> _ЦИТИРУЕМЫЙ ФРАГМЕНТ_:

Музыка не призвана отвечать на вопросы, она призвана передавать чувства от автора через исполнителя к слушателю, и в этом смысле она может быть одной из форм проповеди. А когда в концертном зале звучит евангельский текст, это уже становится прямой проповедью.
Моё сочинение «Страсти по Матфею», построенное на тексте Евангелия, с момента первого исполнения в 2007 году звучало уже по меньшей мере 70 раз на самых разных концертных площадках во многих странах, и однажды даже было исполнено в Стамбуле, в храме «Агиа Ирини». Конечно, это не было богослужением, но, может быть, впервые с 1453 года от Рождества на месте, где состоялся Второй Вселенский собор, прозвучал евангельский текст на греческом.

> _ЗАПИСИ ДАННЫХ_:

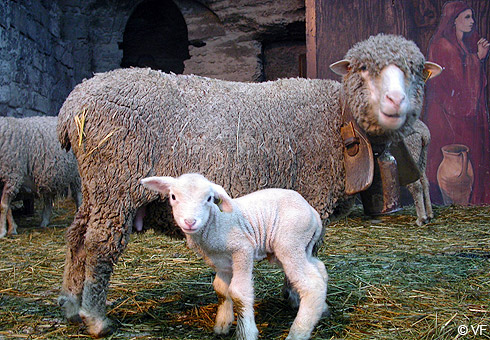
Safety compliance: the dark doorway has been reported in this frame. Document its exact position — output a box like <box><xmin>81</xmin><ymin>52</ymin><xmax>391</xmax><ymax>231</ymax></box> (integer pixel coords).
<box><xmin>121</xmin><ymin>0</ymin><xmax>190</xmax><ymax>73</ymax></box>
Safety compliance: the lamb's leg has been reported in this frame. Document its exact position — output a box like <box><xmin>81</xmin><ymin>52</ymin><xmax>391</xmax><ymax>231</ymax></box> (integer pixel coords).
<box><xmin>276</xmin><ymin>247</ymin><xmax>328</xmax><ymax>340</ymax></box>
<box><xmin>0</xmin><ymin>183</ymin><xmax>18</xmax><ymax>238</ymax></box>
<box><xmin>80</xmin><ymin>215</ymin><xmax>132</xmax><ymax>337</ymax></box>
<box><xmin>282</xmin><ymin>276</ymin><xmax>299</xmax><ymax>309</ymax></box>
<box><xmin>39</xmin><ymin>195</ymin><xmax>53</xmax><ymax>228</ymax></box>
<box><xmin>228</xmin><ymin>250</ymin><xmax>259</xmax><ymax>340</ymax></box>
<box><xmin>407</xmin><ymin>180</ymin><xmax>427</xmax><ymax>226</ymax></box>
<box><xmin>58</xmin><ymin>205</ymin><xmax>90</xmax><ymax>323</ymax></box>
<box><xmin>213</xmin><ymin>271</ymin><xmax>235</xmax><ymax>334</ymax></box>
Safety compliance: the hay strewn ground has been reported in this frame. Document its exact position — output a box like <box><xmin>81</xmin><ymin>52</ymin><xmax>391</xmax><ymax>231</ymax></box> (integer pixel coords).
<box><xmin>0</xmin><ymin>201</ymin><xmax>490</xmax><ymax>340</ymax></box>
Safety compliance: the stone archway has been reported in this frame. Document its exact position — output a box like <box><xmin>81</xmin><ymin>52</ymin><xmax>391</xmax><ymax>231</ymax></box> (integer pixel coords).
<box><xmin>121</xmin><ymin>0</ymin><xmax>190</xmax><ymax>73</ymax></box>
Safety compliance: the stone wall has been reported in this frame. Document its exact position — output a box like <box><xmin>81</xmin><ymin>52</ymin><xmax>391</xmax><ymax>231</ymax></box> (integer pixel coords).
<box><xmin>0</xmin><ymin>0</ymin><xmax>305</xmax><ymax>116</ymax></box>
<box><xmin>0</xmin><ymin>0</ymin><xmax>75</xmax><ymax>116</ymax></box>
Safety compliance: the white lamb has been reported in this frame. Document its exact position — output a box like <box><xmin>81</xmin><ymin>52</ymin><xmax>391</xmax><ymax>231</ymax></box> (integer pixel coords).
<box><xmin>141</xmin><ymin>174</ymin><xmax>328</xmax><ymax>340</ymax></box>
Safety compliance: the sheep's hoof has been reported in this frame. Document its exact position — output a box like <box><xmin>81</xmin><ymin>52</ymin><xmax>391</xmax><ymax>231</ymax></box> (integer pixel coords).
<box><xmin>58</xmin><ymin>295</ymin><xmax>82</xmax><ymax>324</ymax></box>
<box><xmin>80</xmin><ymin>309</ymin><xmax>115</xmax><ymax>339</ymax></box>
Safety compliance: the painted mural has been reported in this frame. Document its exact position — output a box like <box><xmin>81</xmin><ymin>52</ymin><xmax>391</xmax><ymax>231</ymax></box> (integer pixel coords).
<box><xmin>423</xmin><ymin>1</ymin><xmax>490</xmax><ymax>205</ymax></box>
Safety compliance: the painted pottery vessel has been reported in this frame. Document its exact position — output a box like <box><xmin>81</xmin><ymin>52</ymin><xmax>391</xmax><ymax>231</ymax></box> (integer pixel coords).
<box><xmin>437</xmin><ymin>144</ymin><xmax>474</xmax><ymax>205</ymax></box>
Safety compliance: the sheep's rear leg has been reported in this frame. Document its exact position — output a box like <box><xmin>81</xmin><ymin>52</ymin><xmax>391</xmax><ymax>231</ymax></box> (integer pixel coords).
<box><xmin>39</xmin><ymin>196</ymin><xmax>54</xmax><ymax>228</ymax></box>
<box><xmin>213</xmin><ymin>271</ymin><xmax>235</xmax><ymax>334</ymax></box>
<box><xmin>58</xmin><ymin>206</ymin><xmax>90</xmax><ymax>323</ymax></box>
<box><xmin>277</xmin><ymin>251</ymin><xmax>328</xmax><ymax>340</ymax></box>
<box><xmin>407</xmin><ymin>180</ymin><xmax>428</xmax><ymax>227</ymax></box>
<box><xmin>420</xmin><ymin>172</ymin><xmax>434</xmax><ymax>222</ymax></box>
<box><xmin>7</xmin><ymin>208</ymin><xmax>17</xmax><ymax>235</ymax></box>
<box><xmin>0</xmin><ymin>183</ymin><xmax>18</xmax><ymax>238</ymax></box>
<box><xmin>80</xmin><ymin>216</ymin><xmax>129</xmax><ymax>338</ymax></box>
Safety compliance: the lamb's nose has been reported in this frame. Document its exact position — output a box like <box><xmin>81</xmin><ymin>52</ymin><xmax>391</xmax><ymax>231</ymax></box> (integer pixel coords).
<box><xmin>184</xmin><ymin>218</ymin><xmax>196</xmax><ymax>228</ymax></box>
<box><xmin>386</xmin><ymin>91</ymin><xmax>405</xmax><ymax>109</ymax></box>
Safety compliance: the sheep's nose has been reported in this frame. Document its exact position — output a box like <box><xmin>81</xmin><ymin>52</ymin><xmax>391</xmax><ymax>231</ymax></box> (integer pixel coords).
<box><xmin>386</xmin><ymin>91</ymin><xmax>405</xmax><ymax>109</ymax></box>
<box><xmin>184</xmin><ymin>218</ymin><xmax>196</xmax><ymax>228</ymax></box>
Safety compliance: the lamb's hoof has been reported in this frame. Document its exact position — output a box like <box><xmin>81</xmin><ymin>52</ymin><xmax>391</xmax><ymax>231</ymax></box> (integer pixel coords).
<box><xmin>213</xmin><ymin>323</ymin><xmax>231</xmax><ymax>335</ymax></box>
<box><xmin>282</xmin><ymin>286</ymin><xmax>300</xmax><ymax>310</ymax></box>
<box><xmin>415</xmin><ymin>217</ymin><xmax>430</xmax><ymax>227</ymax></box>
<box><xmin>58</xmin><ymin>295</ymin><xmax>82</xmax><ymax>324</ymax></box>
<box><xmin>80</xmin><ymin>309</ymin><xmax>115</xmax><ymax>339</ymax></box>
<box><xmin>322</xmin><ymin>304</ymin><xmax>332</xmax><ymax>318</ymax></box>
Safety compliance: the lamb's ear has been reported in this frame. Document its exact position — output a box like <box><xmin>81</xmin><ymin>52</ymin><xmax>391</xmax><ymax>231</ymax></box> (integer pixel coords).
<box><xmin>424</xmin><ymin>61</ymin><xmax>443</xmax><ymax>81</ymax></box>
<box><xmin>141</xmin><ymin>176</ymin><xmax>176</xmax><ymax>195</ymax></box>
<box><xmin>330</xmin><ymin>59</ymin><xmax>350</xmax><ymax>76</ymax></box>
<box><xmin>212</xmin><ymin>183</ymin><xmax>233</xmax><ymax>212</ymax></box>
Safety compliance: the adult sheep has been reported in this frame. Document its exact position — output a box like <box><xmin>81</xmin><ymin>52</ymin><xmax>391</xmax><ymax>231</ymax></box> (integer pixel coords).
<box><xmin>0</xmin><ymin>117</ymin><xmax>82</xmax><ymax>238</ymax></box>
<box><xmin>58</xmin><ymin>35</ymin><xmax>438</xmax><ymax>337</ymax></box>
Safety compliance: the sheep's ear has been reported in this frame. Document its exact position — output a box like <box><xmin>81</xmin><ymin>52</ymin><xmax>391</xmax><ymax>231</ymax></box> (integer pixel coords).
<box><xmin>141</xmin><ymin>176</ymin><xmax>176</xmax><ymax>195</ymax></box>
<box><xmin>330</xmin><ymin>59</ymin><xmax>350</xmax><ymax>76</ymax></box>
<box><xmin>424</xmin><ymin>61</ymin><xmax>443</xmax><ymax>81</ymax></box>
<box><xmin>212</xmin><ymin>183</ymin><xmax>233</xmax><ymax>212</ymax></box>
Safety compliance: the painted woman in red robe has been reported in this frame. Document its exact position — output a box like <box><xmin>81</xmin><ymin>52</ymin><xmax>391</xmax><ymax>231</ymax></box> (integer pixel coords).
<box><xmin>424</xmin><ymin>1</ymin><xmax>490</xmax><ymax>204</ymax></box>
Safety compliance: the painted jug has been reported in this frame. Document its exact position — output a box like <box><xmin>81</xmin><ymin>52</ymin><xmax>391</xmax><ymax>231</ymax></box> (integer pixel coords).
<box><xmin>437</xmin><ymin>144</ymin><xmax>474</xmax><ymax>205</ymax></box>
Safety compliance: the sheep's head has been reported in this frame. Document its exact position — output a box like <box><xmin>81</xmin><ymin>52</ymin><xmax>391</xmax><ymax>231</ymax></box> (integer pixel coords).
<box><xmin>141</xmin><ymin>174</ymin><xmax>233</xmax><ymax>234</ymax></box>
<box><xmin>330</xmin><ymin>34</ymin><xmax>442</xmax><ymax>136</ymax></box>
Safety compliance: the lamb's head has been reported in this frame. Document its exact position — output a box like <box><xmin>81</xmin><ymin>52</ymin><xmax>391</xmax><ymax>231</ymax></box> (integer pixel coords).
<box><xmin>330</xmin><ymin>34</ymin><xmax>442</xmax><ymax>136</ymax></box>
<box><xmin>141</xmin><ymin>174</ymin><xmax>233</xmax><ymax>234</ymax></box>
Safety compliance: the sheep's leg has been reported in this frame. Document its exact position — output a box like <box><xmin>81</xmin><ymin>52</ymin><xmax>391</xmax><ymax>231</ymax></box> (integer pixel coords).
<box><xmin>228</xmin><ymin>250</ymin><xmax>259</xmax><ymax>340</ymax></box>
<box><xmin>420</xmin><ymin>172</ymin><xmax>434</xmax><ymax>221</ymax></box>
<box><xmin>80</xmin><ymin>216</ymin><xmax>132</xmax><ymax>337</ymax></box>
<box><xmin>39</xmin><ymin>195</ymin><xmax>53</xmax><ymax>228</ymax></box>
<box><xmin>407</xmin><ymin>180</ymin><xmax>427</xmax><ymax>226</ymax></box>
<box><xmin>213</xmin><ymin>271</ymin><xmax>235</xmax><ymax>334</ymax></box>
<box><xmin>70</xmin><ymin>183</ymin><xmax>82</xmax><ymax>210</ymax></box>
<box><xmin>276</xmin><ymin>247</ymin><xmax>328</xmax><ymax>340</ymax></box>
<box><xmin>0</xmin><ymin>183</ymin><xmax>18</xmax><ymax>238</ymax></box>
<box><xmin>7</xmin><ymin>208</ymin><xmax>17</xmax><ymax>235</ymax></box>
<box><xmin>58</xmin><ymin>205</ymin><xmax>90</xmax><ymax>323</ymax></box>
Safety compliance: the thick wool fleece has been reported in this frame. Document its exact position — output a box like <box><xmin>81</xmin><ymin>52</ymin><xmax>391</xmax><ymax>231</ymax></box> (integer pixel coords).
<box><xmin>58</xmin><ymin>35</ymin><xmax>430</xmax><ymax>336</ymax></box>
<box><xmin>0</xmin><ymin>117</ymin><xmax>81</xmax><ymax>233</ymax></box>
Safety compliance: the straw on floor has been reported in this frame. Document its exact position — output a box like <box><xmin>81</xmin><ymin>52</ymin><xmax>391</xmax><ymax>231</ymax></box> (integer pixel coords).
<box><xmin>0</xmin><ymin>200</ymin><xmax>490</xmax><ymax>340</ymax></box>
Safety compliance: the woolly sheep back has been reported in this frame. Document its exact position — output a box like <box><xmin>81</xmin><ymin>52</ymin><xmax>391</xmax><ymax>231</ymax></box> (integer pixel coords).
<box><xmin>0</xmin><ymin>117</ymin><xmax>81</xmax><ymax>238</ymax></box>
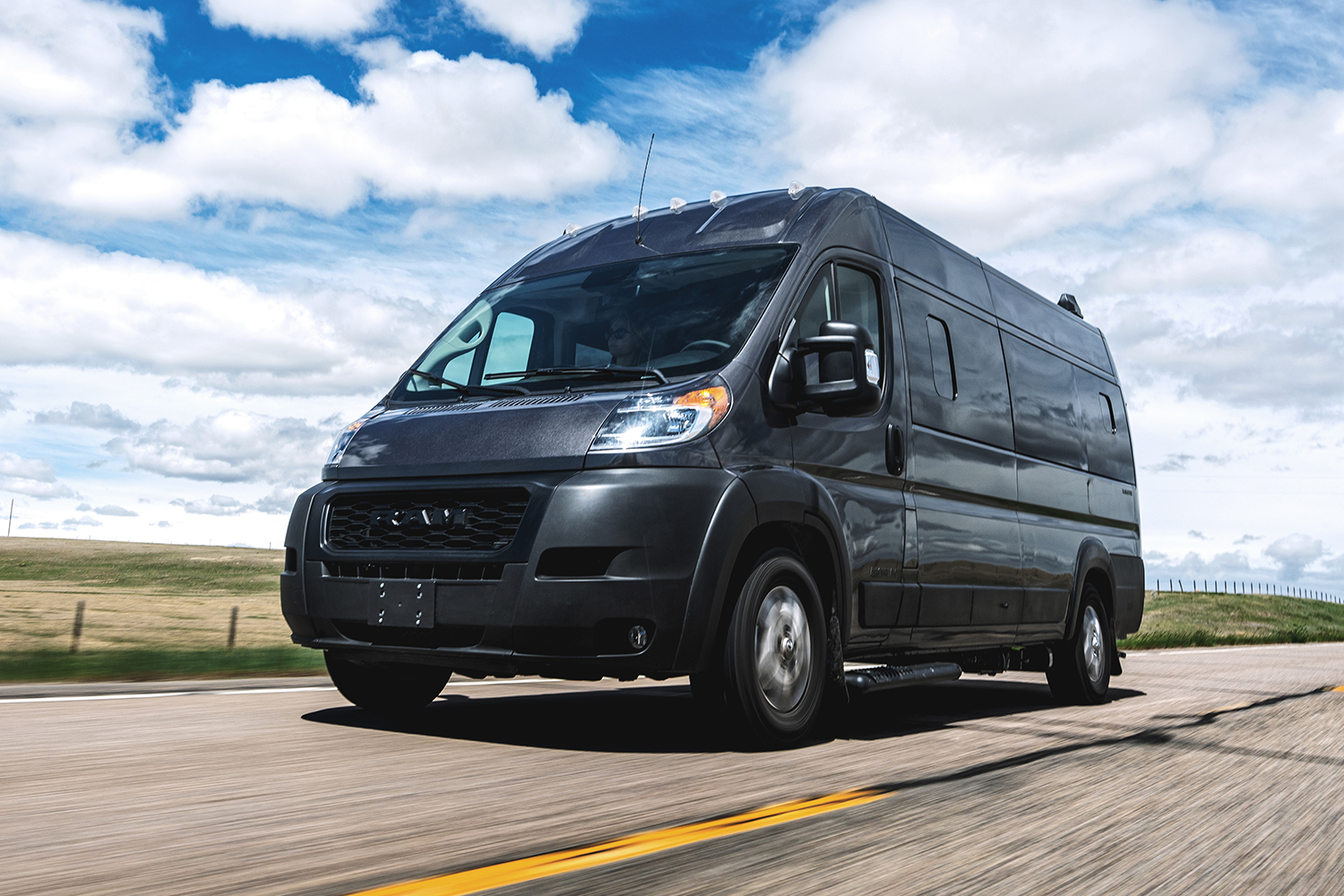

> _УЧЕБНЫЕ ЗАДАНИЯ_:
a - Назовите по порядку всех участников, между которыми музыка, согласно фрагменту о музыке и проповеди, передаёт чувства.
b - Сколько раз, по данным фрагмента о музыке и проповеди, звучали «Страсти по Матфею» с момента первого исполнения?
c - Подхватите фрагмент о музыке и проповеди и допишите к нему несколько предложений, начиная сразу после его последней фразы.

> _ОТВЕТЫ К ЗАДАНИЯМ_:
a - Автор, исполнитель, слушатель.

b - По меньшей мере 70 раз.

c -
— Скажите, маэстро, со времён посещения столицы Воландом «прихожане» изменились ещё сильней? В каком возрасте вы прочли «Мастера и Маргариту», ведь до определённой поры книга была под запретом, и сколько раз? В любом случае она должна была потрясти. Что скажет Ваше Высокопреосвященство об этой «дьявольщине»?
— Я не поклонник этого произведения, целиком прочёл его только в зрелом возрасте. А впервые соприкоснулся с ним в школе, когда учительница музыкальной литературы, разбирая «Страсти по Матфею» Баха, пересказывала нам историю Страстей Христовых, но не по версии Евангелия, а по версии Булгакова — единственной в то время доступной интерпретации этой истории. К тому времени я уже прочёл Евангелие и хорошо знал, что трактовка Булгакова не убедительна. Но я высоко оцениваю подвиг писателя, осмелившегося в советское время говорить на запретную тему. Для многих людей именно те страницы «Мастера и Маргариты», которые содержат рассказ о Христе, стали первым соприкосновением с «самой великой из когда-либо рассказанных историй».
— Музыка так же мощна, как память, дающая рассмотреть сон жизни в деталях. Ваш «Concerto grosso» для меня — петербургский дождь на всю Фонтанку, а что он для вас?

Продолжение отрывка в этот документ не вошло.